→ 作業内容
おたふく風邪の解説文の続きを書いてください。最後の文の次から始めてください。

→ 抜粋本文

おたふく風邪(流行性耳下腺炎、ムンプス)の検査・診断

  • 基本的には症状から診断され、検査は必須ではない
  • 血液検査
    • 診断が疑わしい場合に、特殊な検査としてムンプスウイルス感染の有無を調べる目的で行われることがある
    • ただし、結果が出るまでは数日間を要することが多く、また標準的に行われる検査ではない
検査・診断の詳細

おたふく風邪(流行性耳下腺炎、ムンプス)の治療法

  • 特効薬はないが、ほとんどの場合1-2週間で自然に完治するため、対症療法で様子を見る
    • 痛みが我慢できる程度であれば、安静にしているのがよい
    • 一度下がった熱が再発し、腹痛、頭痛などがある場合、髄膜炎などの合併症が起きている可能性を考慮して検査を要する
  • 予防、再発予防方法
    • おたふくかぜワクチン接種によって予防する
    • 現段階では任意接種のワクチンではあるが、予防効果の観点から2回のワクチン接種が推奨されている
    • 好発年齢は3-6歳であることを踏まえて、3歳までの接種が望ましい
  • 「耳下腺や顎下腺の腫れが出現してから5日が経過して、かつ全身の状態が良くなるまでは登園・登校禁止」と学校保健安全法に定められている
治療法の詳細

おたふく風邪(流行性耳下腺炎、ムンプス)の経過と病院探しのポイント

おたふく風邪(流行性耳下腺炎、ムンプス)が心配な方

おたふく風邪流行性耳下腺炎ムンプス)は耳下腺や顎下腺といったあごの周囲の部分が腫れたり痛くなったりする感染症です。熱やのどの痛みも出るので、通常の風邪と区別がつきづらいことがあります。

[保存データ]
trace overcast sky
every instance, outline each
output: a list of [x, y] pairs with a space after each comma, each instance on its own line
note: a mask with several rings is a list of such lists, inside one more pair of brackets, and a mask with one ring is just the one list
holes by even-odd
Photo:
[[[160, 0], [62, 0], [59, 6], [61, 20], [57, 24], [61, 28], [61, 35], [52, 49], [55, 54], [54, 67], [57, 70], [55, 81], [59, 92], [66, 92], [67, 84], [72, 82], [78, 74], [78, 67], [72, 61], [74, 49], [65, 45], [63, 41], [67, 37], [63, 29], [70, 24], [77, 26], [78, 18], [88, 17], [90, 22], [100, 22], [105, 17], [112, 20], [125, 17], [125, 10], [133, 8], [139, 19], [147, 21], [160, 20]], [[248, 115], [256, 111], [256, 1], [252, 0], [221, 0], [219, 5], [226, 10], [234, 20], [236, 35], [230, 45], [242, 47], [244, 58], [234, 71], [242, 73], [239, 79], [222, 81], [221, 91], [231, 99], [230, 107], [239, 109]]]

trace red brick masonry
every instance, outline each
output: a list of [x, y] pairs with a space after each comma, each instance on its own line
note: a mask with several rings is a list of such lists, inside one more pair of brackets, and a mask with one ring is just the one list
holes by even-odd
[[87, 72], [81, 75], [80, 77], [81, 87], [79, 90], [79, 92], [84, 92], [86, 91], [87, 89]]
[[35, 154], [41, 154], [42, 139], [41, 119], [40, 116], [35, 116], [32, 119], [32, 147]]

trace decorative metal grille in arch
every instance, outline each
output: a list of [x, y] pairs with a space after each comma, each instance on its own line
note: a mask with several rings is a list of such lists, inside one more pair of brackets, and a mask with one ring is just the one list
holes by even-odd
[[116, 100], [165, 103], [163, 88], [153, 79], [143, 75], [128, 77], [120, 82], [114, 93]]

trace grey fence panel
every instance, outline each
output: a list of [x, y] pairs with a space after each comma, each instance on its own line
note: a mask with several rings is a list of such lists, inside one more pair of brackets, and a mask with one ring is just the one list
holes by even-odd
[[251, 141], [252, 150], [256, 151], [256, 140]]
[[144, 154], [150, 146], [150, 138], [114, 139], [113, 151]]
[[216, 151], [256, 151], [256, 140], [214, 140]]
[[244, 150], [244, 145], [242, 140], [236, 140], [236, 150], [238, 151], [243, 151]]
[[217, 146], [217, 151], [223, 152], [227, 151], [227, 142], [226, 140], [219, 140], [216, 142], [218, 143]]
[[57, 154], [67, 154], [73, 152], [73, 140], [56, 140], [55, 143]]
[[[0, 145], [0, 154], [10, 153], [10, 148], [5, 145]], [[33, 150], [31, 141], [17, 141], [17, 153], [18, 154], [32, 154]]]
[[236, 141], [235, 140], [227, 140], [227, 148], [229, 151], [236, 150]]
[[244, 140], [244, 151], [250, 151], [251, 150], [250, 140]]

→ 解答
まず始めに理解しておきたいのは、おたふく風邪は通常の風邪と同じく、元々元気な方であれば深刻に捉える必要はあまりない病気であるということです。治療薬といっても解熱薬のような対症療法薬のみでそれ以外は必要のない(そもそも特効薬がない)病気でもあります。高熱が出たり意識がぼーっとしたりというような場合を除けばとりあえず自宅で様子を見るというのも選択肢の一つです。

したがって、おたふく風邪で医療機関を受診する目的というのは、他の病気ではないことを確認すること、そしておたふく風邪による合併症がないことを確認することということになります。おたふく風邪では髄膜炎といって脳周囲でウイルスが炎症を引き起こし、頭痛が出たり意識がぼーっとしたりすることがあります。また数万人に一人ではありますが難聴の後遺症が残ってしまうことが報告されています。こういった際に早期に変化を発見することや、そしてご家族の方に正しい知識を身につけてもらうことも受診の際には大切なことの一つになります。

もし診断がおたふく風邪だということになれば、熱があれば熱冷ましが処方されますが、熱もないおたふく風邪の場合、特に薬が出ないことも多いです。ご自宅で無理せず過ごして、様子をみてもらうことになるでしょう。周囲へ感染を広げてしまうことにもなるので、学校や職場はお休みして、自宅では頻回の手洗いうがいを行いましょう。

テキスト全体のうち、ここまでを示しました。